▸ Records supplied:
- - - - - - -
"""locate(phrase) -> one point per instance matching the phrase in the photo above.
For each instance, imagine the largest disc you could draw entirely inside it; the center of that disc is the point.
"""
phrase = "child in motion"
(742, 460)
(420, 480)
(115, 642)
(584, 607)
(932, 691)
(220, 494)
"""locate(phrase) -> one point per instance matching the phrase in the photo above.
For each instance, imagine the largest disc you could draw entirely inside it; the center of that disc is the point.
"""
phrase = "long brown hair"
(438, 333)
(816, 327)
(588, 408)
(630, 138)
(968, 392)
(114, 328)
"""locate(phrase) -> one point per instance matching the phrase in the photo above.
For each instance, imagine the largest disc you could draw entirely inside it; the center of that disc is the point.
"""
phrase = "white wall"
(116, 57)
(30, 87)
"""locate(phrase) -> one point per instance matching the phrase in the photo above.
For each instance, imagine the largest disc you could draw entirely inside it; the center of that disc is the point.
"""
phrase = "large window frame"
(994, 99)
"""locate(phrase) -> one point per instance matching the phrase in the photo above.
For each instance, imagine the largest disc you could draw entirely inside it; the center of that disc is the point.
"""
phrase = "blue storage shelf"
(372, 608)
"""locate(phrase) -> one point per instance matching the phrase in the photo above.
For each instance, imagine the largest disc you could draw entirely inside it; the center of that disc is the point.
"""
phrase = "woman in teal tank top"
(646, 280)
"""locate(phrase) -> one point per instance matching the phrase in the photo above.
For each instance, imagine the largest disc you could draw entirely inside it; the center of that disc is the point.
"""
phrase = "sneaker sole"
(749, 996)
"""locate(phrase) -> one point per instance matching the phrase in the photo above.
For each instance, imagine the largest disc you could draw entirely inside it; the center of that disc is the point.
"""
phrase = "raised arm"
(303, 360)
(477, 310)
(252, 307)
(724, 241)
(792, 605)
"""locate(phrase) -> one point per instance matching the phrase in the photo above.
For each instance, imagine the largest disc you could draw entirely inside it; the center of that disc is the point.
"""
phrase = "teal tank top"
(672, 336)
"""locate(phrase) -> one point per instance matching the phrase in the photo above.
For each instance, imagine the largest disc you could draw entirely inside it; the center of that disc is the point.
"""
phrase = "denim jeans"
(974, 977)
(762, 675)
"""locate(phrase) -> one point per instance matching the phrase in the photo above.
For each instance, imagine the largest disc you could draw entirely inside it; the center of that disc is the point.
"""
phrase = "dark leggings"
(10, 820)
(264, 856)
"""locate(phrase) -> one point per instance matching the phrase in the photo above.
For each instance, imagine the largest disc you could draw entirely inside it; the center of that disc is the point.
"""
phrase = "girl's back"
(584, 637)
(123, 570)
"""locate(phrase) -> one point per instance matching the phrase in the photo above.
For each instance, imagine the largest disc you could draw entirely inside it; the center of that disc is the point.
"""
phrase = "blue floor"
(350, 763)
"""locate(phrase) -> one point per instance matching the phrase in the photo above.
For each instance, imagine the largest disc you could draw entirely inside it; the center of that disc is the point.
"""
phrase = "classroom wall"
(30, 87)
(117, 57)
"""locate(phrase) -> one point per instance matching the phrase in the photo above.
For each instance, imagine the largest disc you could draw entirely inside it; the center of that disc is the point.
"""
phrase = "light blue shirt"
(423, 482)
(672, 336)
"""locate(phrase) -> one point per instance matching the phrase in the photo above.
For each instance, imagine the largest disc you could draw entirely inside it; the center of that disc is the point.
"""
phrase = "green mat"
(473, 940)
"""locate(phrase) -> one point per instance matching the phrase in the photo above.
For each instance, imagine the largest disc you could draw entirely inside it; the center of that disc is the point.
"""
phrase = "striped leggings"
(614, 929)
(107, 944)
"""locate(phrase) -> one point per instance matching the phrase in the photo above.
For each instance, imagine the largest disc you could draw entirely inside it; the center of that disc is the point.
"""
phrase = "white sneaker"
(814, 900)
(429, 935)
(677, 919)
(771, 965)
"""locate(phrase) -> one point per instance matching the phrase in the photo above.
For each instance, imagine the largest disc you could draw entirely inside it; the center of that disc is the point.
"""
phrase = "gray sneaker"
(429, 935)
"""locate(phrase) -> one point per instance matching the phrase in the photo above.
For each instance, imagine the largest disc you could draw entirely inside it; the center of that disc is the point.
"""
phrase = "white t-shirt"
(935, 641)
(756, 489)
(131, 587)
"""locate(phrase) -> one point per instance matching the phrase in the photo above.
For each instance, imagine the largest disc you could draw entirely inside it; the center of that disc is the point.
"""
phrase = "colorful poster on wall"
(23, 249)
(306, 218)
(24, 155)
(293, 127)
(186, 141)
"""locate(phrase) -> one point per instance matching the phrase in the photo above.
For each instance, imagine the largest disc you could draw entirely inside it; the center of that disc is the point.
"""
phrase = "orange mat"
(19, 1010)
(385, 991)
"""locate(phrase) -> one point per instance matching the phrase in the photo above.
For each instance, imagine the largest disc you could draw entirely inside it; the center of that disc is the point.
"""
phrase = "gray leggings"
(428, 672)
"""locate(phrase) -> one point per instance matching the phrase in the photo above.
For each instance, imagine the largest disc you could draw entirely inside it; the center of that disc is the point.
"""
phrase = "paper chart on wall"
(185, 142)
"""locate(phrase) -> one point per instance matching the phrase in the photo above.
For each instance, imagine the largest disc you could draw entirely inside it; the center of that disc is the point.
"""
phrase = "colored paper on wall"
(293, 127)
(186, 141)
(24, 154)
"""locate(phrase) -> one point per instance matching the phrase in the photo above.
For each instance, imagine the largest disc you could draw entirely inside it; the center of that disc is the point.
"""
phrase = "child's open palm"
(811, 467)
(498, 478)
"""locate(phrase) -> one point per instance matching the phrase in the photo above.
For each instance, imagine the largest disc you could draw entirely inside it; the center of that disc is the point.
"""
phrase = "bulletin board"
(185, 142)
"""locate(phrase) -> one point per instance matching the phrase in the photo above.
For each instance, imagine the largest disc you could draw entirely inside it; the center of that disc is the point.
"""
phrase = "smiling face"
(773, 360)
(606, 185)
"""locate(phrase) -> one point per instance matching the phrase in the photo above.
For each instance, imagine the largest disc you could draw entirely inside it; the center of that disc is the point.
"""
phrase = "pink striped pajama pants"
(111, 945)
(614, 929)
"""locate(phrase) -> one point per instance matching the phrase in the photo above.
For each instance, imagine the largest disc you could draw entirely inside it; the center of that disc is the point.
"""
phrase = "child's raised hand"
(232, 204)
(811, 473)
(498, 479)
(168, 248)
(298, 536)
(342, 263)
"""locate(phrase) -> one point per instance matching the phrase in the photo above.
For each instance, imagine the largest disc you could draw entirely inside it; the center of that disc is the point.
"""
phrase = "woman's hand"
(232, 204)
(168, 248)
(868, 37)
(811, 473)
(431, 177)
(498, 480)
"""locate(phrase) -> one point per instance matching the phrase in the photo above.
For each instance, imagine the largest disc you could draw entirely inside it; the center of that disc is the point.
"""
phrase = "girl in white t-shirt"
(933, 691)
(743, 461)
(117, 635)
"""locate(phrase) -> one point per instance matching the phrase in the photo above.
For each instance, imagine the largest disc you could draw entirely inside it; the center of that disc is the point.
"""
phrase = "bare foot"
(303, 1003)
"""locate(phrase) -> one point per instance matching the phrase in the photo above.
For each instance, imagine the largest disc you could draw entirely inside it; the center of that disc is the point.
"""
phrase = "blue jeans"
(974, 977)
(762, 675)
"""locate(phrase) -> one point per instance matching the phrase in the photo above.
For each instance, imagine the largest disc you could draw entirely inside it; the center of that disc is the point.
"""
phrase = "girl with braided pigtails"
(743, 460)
- - - - - - -
▸ What this task involves:
Extract each record, keeping it identical to the original.

▸ Task answer:
"""locate(phrase) -> one point per instance matching the phrase in the photo above.
For each instance, imagine the largest disc you could draw entirely inside it; the center of that disc is the point.
"""
phrase = "child in motion"
(742, 460)
(420, 480)
(115, 642)
(584, 607)
(932, 691)
(220, 494)
"""locate(phrase) -> one point per instance matching the phrase in the photo above.
For each instance, imagine the largest disc you could draw entirely inside it; the center of that disc is the point.
"""
phrase = "long brown hair"
(438, 333)
(816, 327)
(588, 408)
(630, 138)
(968, 392)
(114, 328)
"""locate(phrase) -> one point per instance matching the phrase in the photo above.
For each instance, imagine the largest disc you could draw entirely inside it; the center of that disc is the point.
"""
phrase = "white wall"
(116, 57)
(30, 87)
"""locate(phrase) -> one point per instance matching the phrase in the photo above.
For each instance, imagine the largest disc you could draw entirely inside it; the center of that disc is the point.
"""
phrase = "large window frame"
(994, 99)
"""locate(phrase) -> one point per instance matching the phrase in the photo above.
For each instance, imagine the largest disc you could draw entirely inside it; the center of that disc is the point.
"""
phrase = "blue storage shelf"
(372, 608)
"""locate(phrase) -> one point per instance matching the phrase in the photo above.
For each instance, imagine the largest disc you could draw entirely inside it; the center of that disc is the point.
"""
phrase = "woman in teal tank top"
(646, 280)
"""locate(phrase) -> one point per instance matching the phrase in the photo above.
For each instance, imagine the largest disc you could draw entirely inside it; the center of that disc is the point.
"""
phrase = "sneaker sole"
(749, 996)
"""locate(phrase) -> one point per instance matching the phrase in the photo above.
For each instance, imagine the largest disc you could draw entirely inside it; the center of that disc is the point.
"""
phrase = "raised arm"
(303, 360)
(477, 310)
(252, 307)
(724, 241)
(792, 605)
"""locate(phrase) -> one point per instance matching the phrase in the photo above.
For each instance, imagine the largest disc you could draw entirely inside it; the center of that disc is the point.
"""
phrase = "teal tank top"
(672, 336)
"""locate(phrase) -> one point per instance matching the phrase in the photo above.
For each instance, imagine the largest disc you could draw entirely inside it; the center of that disc is the point.
"""
phrase = "denim jeans"
(974, 977)
(762, 675)
"""locate(phrase) -> one point per instance matching the phrase in the photo above.
For each instance, imagine the largest disc you could draw entirely inside it; the center of that disc is the point.
"""
phrase = "dark leggings"
(10, 820)
(264, 856)
"""locate(phrase) -> one point per instance matching the phrase in the photo above.
For each instance, imagine the largest disc you could draw entirely inside it; the center of that disc is the point.
"""
phrase = "girl's back"
(584, 637)
(123, 570)
"""locate(phrase) -> one point per instance matching the phrase in the photo above.
For each instance, imagine the largest disc you could draw entirely inside it; the center of that disc is the point.
"""
phrase = "blue floor"
(350, 763)
"""locate(phrase) -> one point per instance matching the phrase in the photo above.
For each instance, imagine the largest disc you could draw entirely inside it; the center of that disc is the point.
"""
phrase = "classroom wall"
(30, 87)
(117, 57)
"""locate(phrase) -> one point per instance matching the phrase in the photo above.
For each instance, imagine the largest disc you could draw entirely inside it; the center of that disc is the point.
"""
phrase = "light blue shirt"
(423, 482)
(672, 336)
"""locate(phrase) -> one point per instance matching the phrase in the photo above.
For each instance, imagine the largest disc you could draw entirely inside it; the center of that disc is the point.
"""
phrase = "green mat"
(473, 940)
"""locate(phrase) -> one point per instance matching the phrase in the photo above.
For each instance, imagine the largest disc you could draw entirely inside it; the center of that disc is the point.
"""
phrase = "striped leggings"
(614, 929)
(107, 944)
"""locate(phrase) -> one point per instance matching the phrase in the photo above.
For each instance, imagine the largest disc you could draw entirely inside it; the center of that disc is the point.
"""
phrase = "white sneaker"
(814, 900)
(429, 935)
(677, 919)
(771, 965)
"""locate(phrase) -> one point per instance matching the phrase in the photo above.
For each instance, imagine the largest disc you could draw entirely inside it; the center of that disc is the point.
"""
phrase = "gray sneaker"
(429, 935)
"""locate(phrase) -> one point per instance matching the phrase in the photo above.
For each instance, imagine the largest disc you could draw entirely inside it; the center of that disc is the point.
"""
phrase = "white t-shirt"
(935, 641)
(756, 489)
(131, 587)
"""locate(phrase) -> one point per instance matching the phrase in the photo above.
For each instance, imagine the largest disc you could draw entirely inside it; the center of that disc is the point.
"""
phrase = "colorful poster on wall"
(23, 249)
(306, 218)
(24, 155)
(293, 127)
(186, 141)
"""locate(phrase) -> one point per instance matching the phrase in the photo above.
For each instance, imagine the largest disc you could draw entirely inside it; the center of that disc is the point.
"""
phrase = "orange mat"
(19, 1010)
(385, 991)
"""locate(phrase) -> one point per instance matching the phrase in the photo above.
For each instance, imagine the largest disc you could draw entirely inside it; the center of that disc is the point.
"""
phrase = "gray leggings"
(428, 672)
"""locate(phrase) -> one point per instance matching the phrase in the photo above.
For each instance, imagine the largest disc you could draw entirely inside it; the center of that disc is the point.
"""
phrase = "paper chart on wall"
(185, 142)
"""locate(phrase) -> one point per instance matching the phrase in the photo above.
For each instance, imagine the largest disc you could draw entirely inside it; the center of that disc is the point.
"""
phrase = "colored paper on wall"
(293, 127)
(186, 141)
(24, 154)
"""locate(phrase) -> one point per instance matching the phrase in the photo above.
For each instance, imagine the largest disc you could draw entirely inside it; the center of that disc is the point.
"""
phrase = "child's open palm"
(811, 467)
(498, 478)
"""locate(phrase) -> one point per instance matching the phrase in the photo above.
For each instance, imagine the largest disc you could draw entirely inside it; the center of that disc is the point.
"""
phrase = "bulletin board"
(185, 142)
"""locate(phrase) -> one point per instance matching the phrase in the photo above.
For each instance, imagine the largest disc you could draw entirely inside it; the center of that disc is the point.
"""
phrase = "smiling face"
(773, 360)
(606, 185)
"""locate(phrase) -> one point per instance matching the phrase in the photo above.
For each instance, imagine the largest disc you could draw entirely inside it; the center of that disc is the point.
"""
phrase = "pink striped pajama pants"
(111, 945)
(614, 929)
"""locate(phrase) -> one point per instance matching the phrase in the photo above.
For each instance, imagine the largest disc you could draw entirely inside it; the center of that disc is the point.
"""
phrase = "child's raised hand"
(232, 204)
(811, 473)
(498, 479)
(168, 248)
(298, 536)
(342, 263)
"""locate(phrase) -> one point per instance matching the phrase in the photo above.
For each instance, imagine the largest disc you could draw entirely inside it; the center of that disc is the point.
"""
phrase = "woman's hand"
(232, 204)
(168, 248)
(868, 37)
(811, 473)
(431, 177)
(498, 480)
"""locate(phrase) -> one point per instance matching the phrase in the photo above.
For each instance, imagine the largest disc you could draw entirely inside it; the center of that disc is the point.
"""
phrase = "girl in white t-shirt"
(933, 691)
(743, 461)
(117, 635)
"""locate(phrase) -> one point per instance matching the phrase in the photo above.
For each instance, imagine the largest disc you could draw entirely inside it; the center of that disc is the point.
"""
phrase = "bare foot"
(303, 1003)
"""locate(phrase) -> one point per instance matching the phrase in the photo above.
For each instance, imagine the largest disc you could draw entirely inside it; the center of that disc is the point.
"""
phrase = "blue jeans"
(974, 977)
(762, 675)
"""locate(phrase) -> one point per instance matching the phrase in the photo above.
For each instance, imagine the largest disc you could draw entirely inside it; the center of that disc is the point.
"""
phrase = "girl with braided pigtails"
(743, 460)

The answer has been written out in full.